*REQUIRED WORK*
A) In the residence hall excerpt, on what date will the Board of Trustees vote on the plans?
B) Please repeat the residence hall excerpt from "Courtesy of Loyola" up to and including "from the public.", substituting "neighborhood meeting" for "community meeting".

Courtesy of Loyola University Chicago 3D renditions of the proposed St. Joseph Residence Hall were shared at a recent community meeting about the project.

Loyola’s proposed residence hall will be named St. Joseph’s Hall, Loyola officials announced at a community meeting Monday night. The meeting had no attendance from the public.

The Board of Trustees will officially vote on plans Sept. 13. If approved, the building will be open for residents in August 2020, according to Kana Henning, Loyola’s associate vice president for facilities.

Loyola proposed construction of the $47 million residence hall in June, which would be located at the 6300 block of North Winthrop Avenue.  

Loyola has had difficulties housing its first-year and sophomore students in recent years. St. Joseph’s would provide more than 400 extra beds for first-year and sophomore students, The Phoenix reported.

*ITEMS*
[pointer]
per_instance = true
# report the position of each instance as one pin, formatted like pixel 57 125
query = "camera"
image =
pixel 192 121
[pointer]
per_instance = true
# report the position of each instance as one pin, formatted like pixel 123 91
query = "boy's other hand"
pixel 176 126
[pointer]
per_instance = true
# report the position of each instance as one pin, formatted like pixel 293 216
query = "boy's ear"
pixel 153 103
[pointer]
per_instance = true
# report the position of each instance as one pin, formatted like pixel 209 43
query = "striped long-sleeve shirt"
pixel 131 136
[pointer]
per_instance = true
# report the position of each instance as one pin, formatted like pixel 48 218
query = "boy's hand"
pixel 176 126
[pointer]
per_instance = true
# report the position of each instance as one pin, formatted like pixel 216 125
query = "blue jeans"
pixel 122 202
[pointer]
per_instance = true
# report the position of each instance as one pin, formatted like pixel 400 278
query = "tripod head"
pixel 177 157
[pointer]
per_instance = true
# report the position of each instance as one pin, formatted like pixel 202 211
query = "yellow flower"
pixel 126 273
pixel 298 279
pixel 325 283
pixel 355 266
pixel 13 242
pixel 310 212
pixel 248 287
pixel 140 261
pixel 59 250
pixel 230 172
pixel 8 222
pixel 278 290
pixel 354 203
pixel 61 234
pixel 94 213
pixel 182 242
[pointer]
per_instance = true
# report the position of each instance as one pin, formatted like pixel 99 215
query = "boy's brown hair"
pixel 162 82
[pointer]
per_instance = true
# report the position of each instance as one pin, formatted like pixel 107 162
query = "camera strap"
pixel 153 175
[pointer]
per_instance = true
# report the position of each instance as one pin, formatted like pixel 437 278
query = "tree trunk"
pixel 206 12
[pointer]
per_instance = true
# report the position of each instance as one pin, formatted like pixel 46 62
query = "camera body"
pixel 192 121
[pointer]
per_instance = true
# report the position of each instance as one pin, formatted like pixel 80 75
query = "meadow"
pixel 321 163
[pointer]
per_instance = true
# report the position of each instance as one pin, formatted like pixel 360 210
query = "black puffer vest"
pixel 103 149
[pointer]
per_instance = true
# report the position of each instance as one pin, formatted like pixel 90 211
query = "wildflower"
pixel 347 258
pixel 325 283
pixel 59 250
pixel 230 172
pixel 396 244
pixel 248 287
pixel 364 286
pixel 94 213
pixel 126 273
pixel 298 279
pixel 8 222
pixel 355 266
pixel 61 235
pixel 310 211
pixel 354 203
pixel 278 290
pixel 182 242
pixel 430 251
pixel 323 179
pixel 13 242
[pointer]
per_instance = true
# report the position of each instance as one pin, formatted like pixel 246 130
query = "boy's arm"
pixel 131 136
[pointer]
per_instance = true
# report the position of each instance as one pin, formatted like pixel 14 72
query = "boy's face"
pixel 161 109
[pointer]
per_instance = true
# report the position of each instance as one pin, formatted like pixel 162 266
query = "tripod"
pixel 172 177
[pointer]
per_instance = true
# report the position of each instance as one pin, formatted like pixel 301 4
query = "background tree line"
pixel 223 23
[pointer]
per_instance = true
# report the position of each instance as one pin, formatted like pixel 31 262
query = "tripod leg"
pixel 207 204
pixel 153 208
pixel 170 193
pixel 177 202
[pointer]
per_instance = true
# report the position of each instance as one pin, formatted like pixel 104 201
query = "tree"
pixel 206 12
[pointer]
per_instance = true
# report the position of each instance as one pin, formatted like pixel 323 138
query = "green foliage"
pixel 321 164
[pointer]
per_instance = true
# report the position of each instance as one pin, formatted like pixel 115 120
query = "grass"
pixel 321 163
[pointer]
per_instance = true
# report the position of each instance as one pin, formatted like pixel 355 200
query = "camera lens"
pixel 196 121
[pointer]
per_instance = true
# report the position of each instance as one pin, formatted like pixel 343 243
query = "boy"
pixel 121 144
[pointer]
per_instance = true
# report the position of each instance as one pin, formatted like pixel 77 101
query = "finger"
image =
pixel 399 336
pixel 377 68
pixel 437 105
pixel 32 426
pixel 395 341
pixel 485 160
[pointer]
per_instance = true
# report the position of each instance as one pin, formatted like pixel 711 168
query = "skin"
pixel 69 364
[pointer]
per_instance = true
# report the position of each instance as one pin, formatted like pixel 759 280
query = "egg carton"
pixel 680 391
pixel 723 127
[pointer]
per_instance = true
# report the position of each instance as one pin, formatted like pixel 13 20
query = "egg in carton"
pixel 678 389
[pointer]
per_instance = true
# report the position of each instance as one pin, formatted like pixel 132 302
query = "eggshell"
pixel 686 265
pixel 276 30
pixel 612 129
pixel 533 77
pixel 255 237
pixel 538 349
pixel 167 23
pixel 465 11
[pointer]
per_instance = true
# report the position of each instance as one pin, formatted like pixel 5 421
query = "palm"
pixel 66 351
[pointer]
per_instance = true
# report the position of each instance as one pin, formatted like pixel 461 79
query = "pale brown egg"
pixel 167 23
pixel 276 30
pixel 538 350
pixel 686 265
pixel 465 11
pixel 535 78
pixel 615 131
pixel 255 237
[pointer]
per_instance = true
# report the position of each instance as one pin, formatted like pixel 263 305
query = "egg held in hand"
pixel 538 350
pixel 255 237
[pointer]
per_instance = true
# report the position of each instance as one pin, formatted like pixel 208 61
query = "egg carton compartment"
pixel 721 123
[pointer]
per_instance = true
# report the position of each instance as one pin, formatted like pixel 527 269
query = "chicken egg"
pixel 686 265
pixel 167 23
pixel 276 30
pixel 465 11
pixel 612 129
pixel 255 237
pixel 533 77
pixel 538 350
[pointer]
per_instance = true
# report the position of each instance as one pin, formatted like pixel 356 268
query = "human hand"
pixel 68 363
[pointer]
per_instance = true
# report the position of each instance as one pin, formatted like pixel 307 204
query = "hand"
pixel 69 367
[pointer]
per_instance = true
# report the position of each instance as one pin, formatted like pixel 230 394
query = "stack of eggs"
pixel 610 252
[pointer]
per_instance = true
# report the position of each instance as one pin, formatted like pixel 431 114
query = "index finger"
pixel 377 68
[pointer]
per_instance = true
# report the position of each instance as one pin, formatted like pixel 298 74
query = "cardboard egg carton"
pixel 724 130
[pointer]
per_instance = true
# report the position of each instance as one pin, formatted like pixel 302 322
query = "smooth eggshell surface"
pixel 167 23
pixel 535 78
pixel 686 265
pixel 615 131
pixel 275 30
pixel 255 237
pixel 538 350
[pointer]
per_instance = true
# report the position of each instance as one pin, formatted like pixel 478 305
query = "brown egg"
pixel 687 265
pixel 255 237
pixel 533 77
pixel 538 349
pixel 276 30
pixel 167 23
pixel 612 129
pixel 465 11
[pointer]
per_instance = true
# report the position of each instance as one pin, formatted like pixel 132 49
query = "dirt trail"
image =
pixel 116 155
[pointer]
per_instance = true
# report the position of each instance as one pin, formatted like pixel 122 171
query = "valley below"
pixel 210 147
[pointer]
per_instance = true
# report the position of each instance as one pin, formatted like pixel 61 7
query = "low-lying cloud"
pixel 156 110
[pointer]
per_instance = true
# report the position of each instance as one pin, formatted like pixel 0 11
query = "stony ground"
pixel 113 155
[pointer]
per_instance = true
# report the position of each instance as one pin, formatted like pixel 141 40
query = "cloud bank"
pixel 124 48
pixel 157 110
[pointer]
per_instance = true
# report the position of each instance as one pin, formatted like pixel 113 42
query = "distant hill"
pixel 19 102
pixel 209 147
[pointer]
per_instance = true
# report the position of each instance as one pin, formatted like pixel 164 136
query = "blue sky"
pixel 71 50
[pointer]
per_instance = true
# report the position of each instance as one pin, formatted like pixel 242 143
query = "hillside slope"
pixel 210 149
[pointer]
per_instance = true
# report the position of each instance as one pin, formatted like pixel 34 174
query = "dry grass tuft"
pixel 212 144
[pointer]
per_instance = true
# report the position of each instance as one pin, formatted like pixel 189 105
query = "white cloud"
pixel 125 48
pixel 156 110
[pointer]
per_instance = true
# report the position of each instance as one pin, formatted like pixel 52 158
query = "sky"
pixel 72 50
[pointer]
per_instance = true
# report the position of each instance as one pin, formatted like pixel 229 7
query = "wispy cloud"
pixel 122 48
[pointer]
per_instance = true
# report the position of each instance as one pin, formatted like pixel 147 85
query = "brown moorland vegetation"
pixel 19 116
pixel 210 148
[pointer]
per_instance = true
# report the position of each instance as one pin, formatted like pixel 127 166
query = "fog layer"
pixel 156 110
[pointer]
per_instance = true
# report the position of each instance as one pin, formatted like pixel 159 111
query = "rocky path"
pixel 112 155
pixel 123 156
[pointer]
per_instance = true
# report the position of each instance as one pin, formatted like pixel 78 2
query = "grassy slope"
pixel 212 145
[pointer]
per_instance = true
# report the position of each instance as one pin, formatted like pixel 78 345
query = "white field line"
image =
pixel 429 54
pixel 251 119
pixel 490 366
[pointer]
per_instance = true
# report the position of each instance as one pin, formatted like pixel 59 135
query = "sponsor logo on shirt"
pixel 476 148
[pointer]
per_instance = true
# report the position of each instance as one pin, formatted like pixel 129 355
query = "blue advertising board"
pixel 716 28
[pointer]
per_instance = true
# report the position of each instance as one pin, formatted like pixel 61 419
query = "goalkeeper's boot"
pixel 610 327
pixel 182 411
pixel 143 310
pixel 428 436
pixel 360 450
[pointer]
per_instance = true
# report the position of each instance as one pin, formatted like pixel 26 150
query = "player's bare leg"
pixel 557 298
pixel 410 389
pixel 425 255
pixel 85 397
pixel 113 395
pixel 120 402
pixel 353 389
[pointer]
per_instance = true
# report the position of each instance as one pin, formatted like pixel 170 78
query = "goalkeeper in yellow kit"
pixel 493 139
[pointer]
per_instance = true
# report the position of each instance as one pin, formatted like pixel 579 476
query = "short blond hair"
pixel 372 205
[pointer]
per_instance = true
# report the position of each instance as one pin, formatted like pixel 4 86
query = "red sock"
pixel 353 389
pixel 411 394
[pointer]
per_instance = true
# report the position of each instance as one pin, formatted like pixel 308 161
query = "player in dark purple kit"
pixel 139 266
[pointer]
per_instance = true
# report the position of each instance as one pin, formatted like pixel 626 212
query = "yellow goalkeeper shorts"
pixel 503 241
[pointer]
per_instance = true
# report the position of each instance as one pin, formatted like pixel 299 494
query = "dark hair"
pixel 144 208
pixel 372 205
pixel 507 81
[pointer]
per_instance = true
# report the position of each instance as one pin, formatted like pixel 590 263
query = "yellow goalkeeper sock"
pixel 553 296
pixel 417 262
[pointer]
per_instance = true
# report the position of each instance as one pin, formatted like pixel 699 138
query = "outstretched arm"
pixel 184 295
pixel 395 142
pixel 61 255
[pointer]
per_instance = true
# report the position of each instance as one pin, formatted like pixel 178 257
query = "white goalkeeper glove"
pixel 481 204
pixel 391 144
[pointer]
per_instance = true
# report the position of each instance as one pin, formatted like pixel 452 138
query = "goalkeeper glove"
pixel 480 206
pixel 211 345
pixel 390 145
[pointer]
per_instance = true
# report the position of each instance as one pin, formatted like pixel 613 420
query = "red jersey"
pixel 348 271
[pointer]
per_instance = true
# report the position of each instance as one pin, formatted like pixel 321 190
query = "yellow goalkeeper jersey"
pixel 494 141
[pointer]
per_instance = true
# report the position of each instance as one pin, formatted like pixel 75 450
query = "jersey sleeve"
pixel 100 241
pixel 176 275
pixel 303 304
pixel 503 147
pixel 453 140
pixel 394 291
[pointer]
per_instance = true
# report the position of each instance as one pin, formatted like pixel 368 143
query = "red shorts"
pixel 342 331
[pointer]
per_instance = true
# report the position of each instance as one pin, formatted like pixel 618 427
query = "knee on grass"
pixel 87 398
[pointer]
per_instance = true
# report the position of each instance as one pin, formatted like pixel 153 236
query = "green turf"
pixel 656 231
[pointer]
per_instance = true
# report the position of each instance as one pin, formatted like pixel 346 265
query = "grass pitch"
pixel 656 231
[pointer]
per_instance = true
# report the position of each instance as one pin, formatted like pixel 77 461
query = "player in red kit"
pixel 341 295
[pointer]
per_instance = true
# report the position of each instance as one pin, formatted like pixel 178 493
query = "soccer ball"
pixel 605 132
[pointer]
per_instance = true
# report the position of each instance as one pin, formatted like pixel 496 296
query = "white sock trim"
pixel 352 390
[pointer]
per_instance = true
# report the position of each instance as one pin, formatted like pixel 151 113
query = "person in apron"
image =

*PER-TASK OUTPUTS*
A) Sept. 13

B)
Courtesy of Loyola University Chicago 3D renditions of the proposed St. Joseph Residence Hall were shared at a recent neighborhood meeting about the project.

Loyola’s proposed residence hall will be named St. Joseph’s Hall, Loyola officials announced at a neighborhood meeting Monday night. The meeting had no attendance from the public.